[TRY IT]
Can you print every line from the one containing "Prompts, where given, appear" down to the one containing "positive clicks: (343, 250) (346, 293)", both included, with nothing altered?

Start of DATA LISTING

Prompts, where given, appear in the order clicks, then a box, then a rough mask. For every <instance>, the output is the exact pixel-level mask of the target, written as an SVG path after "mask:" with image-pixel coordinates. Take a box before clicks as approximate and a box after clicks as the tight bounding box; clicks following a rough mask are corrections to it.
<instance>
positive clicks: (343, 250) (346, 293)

End of DATA LISTING
Start of DATA LISTING

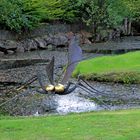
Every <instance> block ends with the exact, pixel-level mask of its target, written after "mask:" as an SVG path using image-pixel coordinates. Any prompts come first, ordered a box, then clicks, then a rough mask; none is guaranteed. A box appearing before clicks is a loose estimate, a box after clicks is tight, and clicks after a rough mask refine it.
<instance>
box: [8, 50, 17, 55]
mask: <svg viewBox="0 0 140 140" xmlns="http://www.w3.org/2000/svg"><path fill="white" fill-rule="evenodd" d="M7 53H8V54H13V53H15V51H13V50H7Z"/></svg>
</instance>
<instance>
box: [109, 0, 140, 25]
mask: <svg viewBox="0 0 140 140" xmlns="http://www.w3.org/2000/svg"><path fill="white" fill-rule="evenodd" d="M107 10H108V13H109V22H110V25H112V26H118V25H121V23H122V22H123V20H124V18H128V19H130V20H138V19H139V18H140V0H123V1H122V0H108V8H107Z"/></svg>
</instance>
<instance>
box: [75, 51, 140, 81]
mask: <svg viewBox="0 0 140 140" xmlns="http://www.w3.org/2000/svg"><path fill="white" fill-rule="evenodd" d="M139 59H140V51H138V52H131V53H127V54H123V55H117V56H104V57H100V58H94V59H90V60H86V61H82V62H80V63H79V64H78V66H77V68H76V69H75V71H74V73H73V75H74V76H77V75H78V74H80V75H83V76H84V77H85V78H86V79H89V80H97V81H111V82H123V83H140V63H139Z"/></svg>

End of DATA LISTING

[EXERCISE RESPONSE]
Prompts, where given, appear in the order clicks, then a box, then a rough mask. For every <instance>, the output is the exact pixel-level mask of the target, written as an SVG path after "mask:" with image-pixel coordinates. Take a box before clicks as approximate and a box after clicks as the tight bounding box; clicks following a rough mask are corrections to it.
<instance>
positive clicks: (343, 250) (346, 293)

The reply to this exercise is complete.